Studio album by Milton Nascimento
- Released: 1994
- Label: Warner Bros.

Milton Nascimento chronology
| Três Pontas (1993) | Angelus (1994) | O Planeta Blue na Estrada do Sol (1994) |

= Angelus (album) =

Angelus is an album by the Brazilian musician Milton Nascimento, released in 1994.

The album peaked at No. 8 on Billboards World Albums chart. It was nominated for a Grammy Award, in the "Best World Music Album" category. Nascimento promoted the album by opening the 1994 JVC Jazz Festival.

==Production==
James Taylor sang on "Only a Dream in Rio", which also employed a Brazilian accordion. Peter Gabriel duetted on "Qualquer Coisa a Haver Com o Paraiso"; "Estrelada" is a duet with Jon Anderson. Wayne Shorter, Herbie Hancock, Jack DeJohnette, and Pat Metheny played on some of the songs. "Hello Goodbye" is a cover of the Beatles song; a few tracks are versions of older Nascimento songs.

==Critical reception==

The Philadelphia Inquirer called the album "a collection of carnival songs, jazz explorations and outright pop ... that celebrates Nascimento as one of the world's vocal treasures while demonstrating his versatility." The Baltimore Sun wrote: "Blessed with lithe, flowing melodies and rich, jazz-tinged arrangements, its lush lyricism hearkens back to Nascimento's great albums of the '70s."

·····

To-do list:
• A. Update the Angelus article between "The album peaked" and "JVC Jazz Festival.", inclusive, with "JVC Jazz Festival" replaced by "Montreux Jazz Festival".
• B. Please go on with the Angelus article from the point where it stops.

·····

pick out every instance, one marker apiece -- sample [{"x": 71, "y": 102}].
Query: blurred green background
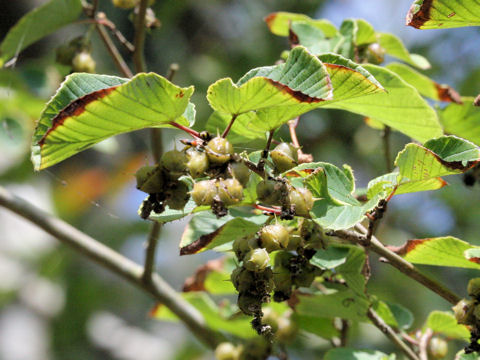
[{"x": 54, "y": 304}]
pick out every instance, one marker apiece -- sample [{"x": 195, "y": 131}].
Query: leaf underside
[{"x": 90, "y": 108}]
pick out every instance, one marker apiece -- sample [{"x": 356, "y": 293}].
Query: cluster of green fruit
[
  {"x": 77, "y": 55},
  {"x": 467, "y": 312}
]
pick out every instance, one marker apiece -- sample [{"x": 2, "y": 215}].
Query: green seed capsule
[
  {"x": 242, "y": 246},
  {"x": 83, "y": 62},
  {"x": 287, "y": 330},
  {"x": 249, "y": 304},
  {"x": 179, "y": 196},
  {"x": 149, "y": 179},
  {"x": 230, "y": 191},
  {"x": 270, "y": 192},
  {"x": 219, "y": 150},
  {"x": 240, "y": 171},
  {"x": 197, "y": 163},
  {"x": 473, "y": 288},
  {"x": 274, "y": 237},
  {"x": 463, "y": 311},
  {"x": 226, "y": 351},
  {"x": 302, "y": 199},
  {"x": 438, "y": 348},
  {"x": 203, "y": 192},
  {"x": 284, "y": 156},
  {"x": 174, "y": 163},
  {"x": 256, "y": 260}
]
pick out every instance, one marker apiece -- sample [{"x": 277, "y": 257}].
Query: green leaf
[
  {"x": 401, "y": 107},
  {"x": 425, "y": 86},
  {"x": 442, "y": 251},
  {"x": 336, "y": 207},
  {"x": 37, "y": 24},
  {"x": 147, "y": 100},
  {"x": 351, "y": 354},
  {"x": 393, "y": 46},
  {"x": 205, "y": 232},
  {"x": 443, "y": 14},
  {"x": 279, "y": 23},
  {"x": 170, "y": 215},
  {"x": 275, "y": 94},
  {"x": 239, "y": 325},
  {"x": 344, "y": 304},
  {"x": 462, "y": 120},
  {"x": 420, "y": 167},
  {"x": 445, "y": 323}
]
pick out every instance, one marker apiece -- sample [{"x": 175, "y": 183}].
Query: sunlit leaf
[
  {"x": 275, "y": 94},
  {"x": 425, "y": 86},
  {"x": 205, "y": 232},
  {"x": 279, "y": 23},
  {"x": 441, "y": 251},
  {"x": 400, "y": 107},
  {"x": 445, "y": 323},
  {"x": 344, "y": 304},
  {"x": 442, "y": 14},
  {"x": 420, "y": 167},
  {"x": 239, "y": 325},
  {"x": 96, "y": 109},
  {"x": 37, "y": 24},
  {"x": 462, "y": 120}
]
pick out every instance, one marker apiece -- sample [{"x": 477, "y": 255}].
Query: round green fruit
[
  {"x": 83, "y": 62},
  {"x": 203, "y": 192},
  {"x": 226, "y": 351},
  {"x": 197, "y": 163},
  {"x": 274, "y": 237},
  {"x": 302, "y": 199},
  {"x": 438, "y": 348},
  {"x": 463, "y": 311},
  {"x": 219, "y": 150},
  {"x": 174, "y": 163},
  {"x": 240, "y": 171},
  {"x": 256, "y": 260},
  {"x": 230, "y": 191},
  {"x": 284, "y": 156}
]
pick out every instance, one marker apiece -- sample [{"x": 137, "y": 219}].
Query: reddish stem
[{"x": 192, "y": 132}]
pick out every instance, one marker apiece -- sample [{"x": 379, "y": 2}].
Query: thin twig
[
  {"x": 192, "y": 132},
  {"x": 388, "y": 331},
  {"x": 115, "y": 262},
  {"x": 139, "y": 39},
  {"x": 114, "y": 53},
  {"x": 229, "y": 126},
  {"x": 398, "y": 262},
  {"x": 423, "y": 344},
  {"x": 149, "y": 265},
  {"x": 386, "y": 147}
]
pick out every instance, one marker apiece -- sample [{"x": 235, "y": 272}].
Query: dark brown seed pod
[{"x": 284, "y": 156}]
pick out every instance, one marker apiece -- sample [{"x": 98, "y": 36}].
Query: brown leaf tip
[
  {"x": 75, "y": 108},
  {"x": 419, "y": 13}
]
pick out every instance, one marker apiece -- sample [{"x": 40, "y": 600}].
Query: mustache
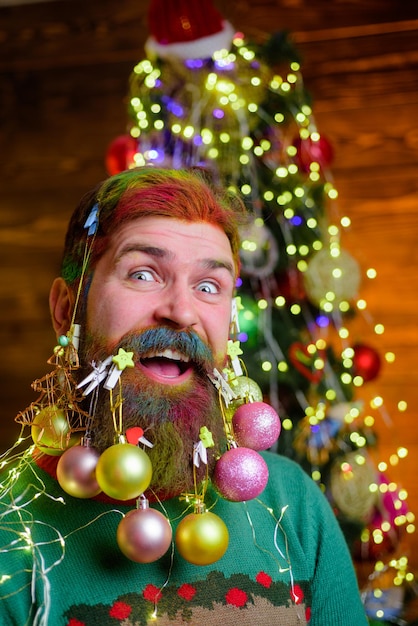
[{"x": 154, "y": 340}]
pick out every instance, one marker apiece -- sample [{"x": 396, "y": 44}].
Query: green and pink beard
[{"x": 170, "y": 400}]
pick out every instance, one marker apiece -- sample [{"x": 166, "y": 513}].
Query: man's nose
[{"x": 177, "y": 307}]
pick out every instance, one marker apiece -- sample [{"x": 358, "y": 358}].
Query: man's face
[
  {"x": 160, "y": 271},
  {"x": 163, "y": 290}
]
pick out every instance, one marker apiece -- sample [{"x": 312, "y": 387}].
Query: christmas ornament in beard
[{"x": 171, "y": 416}]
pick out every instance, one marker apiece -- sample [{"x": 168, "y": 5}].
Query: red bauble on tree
[
  {"x": 366, "y": 362},
  {"x": 310, "y": 151},
  {"x": 120, "y": 154}
]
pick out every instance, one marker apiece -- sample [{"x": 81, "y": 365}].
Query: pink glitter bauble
[
  {"x": 256, "y": 425},
  {"x": 240, "y": 474}
]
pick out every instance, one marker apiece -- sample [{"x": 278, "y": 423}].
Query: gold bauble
[
  {"x": 124, "y": 471},
  {"x": 51, "y": 431},
  {"x": 202, "y": 538}
]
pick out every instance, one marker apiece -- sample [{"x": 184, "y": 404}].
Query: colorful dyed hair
[{"x": 143, "y": 192}]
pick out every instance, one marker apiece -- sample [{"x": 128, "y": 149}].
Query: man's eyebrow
[
  {"x": 214, "y": 264},
  {"x": 151, "y": 250},
  {"x": 160, "y": 253}
]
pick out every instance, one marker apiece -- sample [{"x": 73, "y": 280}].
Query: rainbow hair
[{"x": 187, "y": 194}]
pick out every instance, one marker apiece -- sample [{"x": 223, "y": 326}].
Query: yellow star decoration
[
  {"x": 206, "y": 438},
  {"x": 123, "y": 359},
  {"x": 234, "y": 349}
]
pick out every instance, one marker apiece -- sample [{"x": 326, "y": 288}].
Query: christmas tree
[{"x": 204, "y": 95}]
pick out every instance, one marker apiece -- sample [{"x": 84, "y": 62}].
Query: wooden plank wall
[{"x": 64, "y": 67}]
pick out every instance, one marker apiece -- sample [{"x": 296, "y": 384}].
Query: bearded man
[{"x": 149, "y": 269}]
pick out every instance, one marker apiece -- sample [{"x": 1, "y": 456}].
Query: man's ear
[{"x": 61, "y": 306}]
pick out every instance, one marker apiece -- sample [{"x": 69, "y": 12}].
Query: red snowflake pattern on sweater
[
  {"x": 187, "y": 592},
  {"x": 152, "y": 593},
  {"x": 236, "y": 597},
  {"x": 264, "y": 579},
  {"x": 120, "y": 610}
]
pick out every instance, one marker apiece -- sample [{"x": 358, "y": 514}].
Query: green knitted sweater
[{"x": 287, "y": 562}]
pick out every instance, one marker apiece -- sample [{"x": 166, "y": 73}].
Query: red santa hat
[{"x": 186, "y": 29}]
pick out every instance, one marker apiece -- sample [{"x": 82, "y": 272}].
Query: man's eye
[
  {"x": 208, "y": 287},
  {"x": 143, "y": 275}
]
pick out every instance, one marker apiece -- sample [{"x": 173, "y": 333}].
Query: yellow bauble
[
  {"x": 124, "y": 471},
  {"x": 51, "y": 432},
  {"x": 202, "y": 538}
]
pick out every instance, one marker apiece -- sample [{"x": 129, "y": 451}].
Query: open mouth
[{"x": 168, "y": 366}]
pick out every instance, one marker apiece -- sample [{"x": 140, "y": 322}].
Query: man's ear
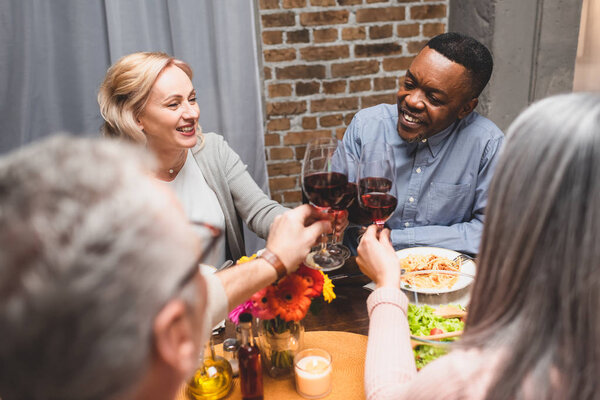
[
  {"x": 173, "y": 336},
  {"x": 468, "y": 107}
]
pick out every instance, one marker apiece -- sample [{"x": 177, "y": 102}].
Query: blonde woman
[{"x": 149, "y": 98}]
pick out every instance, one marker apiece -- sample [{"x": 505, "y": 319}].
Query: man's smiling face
[{"x": 435, "y": 93}]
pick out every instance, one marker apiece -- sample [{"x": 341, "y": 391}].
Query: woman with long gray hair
[{"x": 533, "y": 325}]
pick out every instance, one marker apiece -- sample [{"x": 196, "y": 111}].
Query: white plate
[{"x": 467, "y": 267}]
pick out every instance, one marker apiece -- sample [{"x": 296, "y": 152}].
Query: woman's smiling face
[{"x": 170, "y": 118}]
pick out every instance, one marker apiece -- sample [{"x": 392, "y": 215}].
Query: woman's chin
[{"x": 187, "y": 141}]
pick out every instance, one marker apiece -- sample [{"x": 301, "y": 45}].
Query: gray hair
[
  {"x": 89, "y": 254},
  {"x": 537, "y": 293}
]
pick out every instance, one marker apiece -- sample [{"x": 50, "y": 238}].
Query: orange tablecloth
[{"x": 348, "y": 356}]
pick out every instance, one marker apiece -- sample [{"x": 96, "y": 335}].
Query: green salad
[{"x": 422, "y": 322}]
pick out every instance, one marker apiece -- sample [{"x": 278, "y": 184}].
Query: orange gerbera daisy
[
  {"x": 260, "y": 304},
  {"x": 290, "y": 298},
  {"x": 314, "y": 279}
]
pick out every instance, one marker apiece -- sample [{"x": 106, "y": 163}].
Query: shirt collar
[{"x": 434, "y": 143}]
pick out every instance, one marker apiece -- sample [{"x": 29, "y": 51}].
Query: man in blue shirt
[{"x": 444, "y": 152}]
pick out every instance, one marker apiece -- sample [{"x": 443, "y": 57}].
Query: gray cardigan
[{"x": 239, "y": 196}]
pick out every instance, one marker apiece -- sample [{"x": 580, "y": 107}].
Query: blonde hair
[{"x": 126, "y": 88}]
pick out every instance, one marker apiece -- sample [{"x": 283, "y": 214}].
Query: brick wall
[{"x": 326, "y": 59}]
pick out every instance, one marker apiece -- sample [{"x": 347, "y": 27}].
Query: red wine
[
  {"x": 379, "y": 205},
  {"x": 325, "y": 189},
  {"x": 381, "y": 185},
  {"x": 348, "y": 197}
]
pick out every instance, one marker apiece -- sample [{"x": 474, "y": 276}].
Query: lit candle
[{"x": 313, "y": 373}]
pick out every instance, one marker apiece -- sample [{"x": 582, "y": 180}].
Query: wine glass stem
[{"x": 333, "y": 233}]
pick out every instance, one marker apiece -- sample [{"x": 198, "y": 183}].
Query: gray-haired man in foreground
[{"x": 99, "y": 292}]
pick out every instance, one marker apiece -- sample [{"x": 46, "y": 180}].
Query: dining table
[{"x": 339, "y": 327}]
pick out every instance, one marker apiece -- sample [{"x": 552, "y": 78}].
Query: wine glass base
[
  {"x": 339, "y": 250},
  {"x": 325, "y": 263}
]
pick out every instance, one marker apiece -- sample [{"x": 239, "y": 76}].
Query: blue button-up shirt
[{"x": 442, "y": 182}]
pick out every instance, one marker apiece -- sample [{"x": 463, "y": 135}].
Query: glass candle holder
[{"x": 313, "y": 369}]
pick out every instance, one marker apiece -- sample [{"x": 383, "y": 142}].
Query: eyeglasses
[{"x": 208, "y": 238}]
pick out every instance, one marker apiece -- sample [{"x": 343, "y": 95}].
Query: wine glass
[
  {"x": 349, "y": 198},
  {"x": 377, "y": 182},
  {"x": 324, "y": 181}
]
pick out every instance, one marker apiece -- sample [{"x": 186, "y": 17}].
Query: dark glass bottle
[{"x": 251, "y": 382}]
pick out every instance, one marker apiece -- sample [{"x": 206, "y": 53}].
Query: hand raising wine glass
[
  {"x": 324, "y": 181},
  {"x": 377, "y": 182}
]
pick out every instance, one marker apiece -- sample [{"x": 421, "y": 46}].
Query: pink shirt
[{"x": 390, "y": 371}]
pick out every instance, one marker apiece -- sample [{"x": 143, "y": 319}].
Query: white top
[{"x": 200, "y": 204}]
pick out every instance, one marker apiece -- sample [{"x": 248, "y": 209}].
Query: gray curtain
[{"x": 54, "y": 54}]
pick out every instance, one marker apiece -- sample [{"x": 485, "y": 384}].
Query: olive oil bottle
[{"x": 213, "y": 379}]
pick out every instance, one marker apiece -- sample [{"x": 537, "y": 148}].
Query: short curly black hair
[{"x": 468, "y": 52}]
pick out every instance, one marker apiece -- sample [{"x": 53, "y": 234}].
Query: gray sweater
[{"x": 239, "y": 196}]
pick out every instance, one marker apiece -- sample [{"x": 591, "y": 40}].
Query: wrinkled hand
[
  {"x": 377, "y": 258},
  {"x": 293, "y": 234}
]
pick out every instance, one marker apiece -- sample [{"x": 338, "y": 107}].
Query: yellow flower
[
  {"x": 244, "y": 259},
  {"x": 328, "y": 293}
]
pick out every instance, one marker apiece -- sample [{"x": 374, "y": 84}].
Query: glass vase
[{"x": 279, "y": 342}]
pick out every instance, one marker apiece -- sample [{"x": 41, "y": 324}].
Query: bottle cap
[
  {"x": 231, "y": 344},
  {"x": 245, "y": 317}
]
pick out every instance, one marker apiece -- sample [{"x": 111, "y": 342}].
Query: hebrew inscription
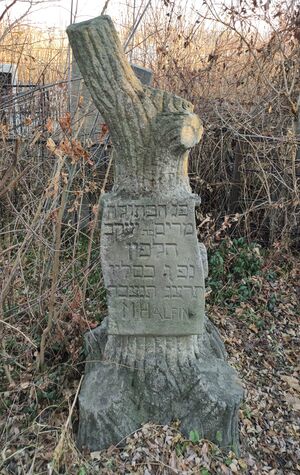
[{"x": 155, "y": 276}]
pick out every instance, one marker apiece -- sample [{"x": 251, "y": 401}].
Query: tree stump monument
[{"x": 156, "y": 357}]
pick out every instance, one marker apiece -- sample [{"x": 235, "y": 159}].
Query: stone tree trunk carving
[{"x": 156, "y": 357}]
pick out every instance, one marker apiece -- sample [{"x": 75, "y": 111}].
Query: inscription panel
[{"x": 152, "y": 268}]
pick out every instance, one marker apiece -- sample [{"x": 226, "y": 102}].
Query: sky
[{"x": 57, "y": 13}]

·····

Responses:
• A.
The album peaked at No. 8 on Billboards World Albums chart. It was nominated for a Grammy Award, in the "Best World Music Album" category. Nascimento promoted the album by opening the 1994 Montreux Jazz Festival.

• B.
The Milwaukee Sentinel determined that "Nascimento is the mourning dove of Brazilian singers, and he often lapses into keening chants that seem to bespeak of loves lost or funerals attended." The New York Times opined: "Characteristically for Mr. Nascimento's work, Angelus vacillates between kitsch and the sublime and is aimed at fans of both." The Chicago Sun-Times concluded that "the songwriter's homage to the Beatles, a somber and jazzy take on 'Hello Goodbye', boasts an economical string arrangement that would make George Martin proud."

AllMusic wrote that "the state of Nascimento's songwriting imagination remains in a moderate slump, made glaringly evident by the inclusion of so much superior early music."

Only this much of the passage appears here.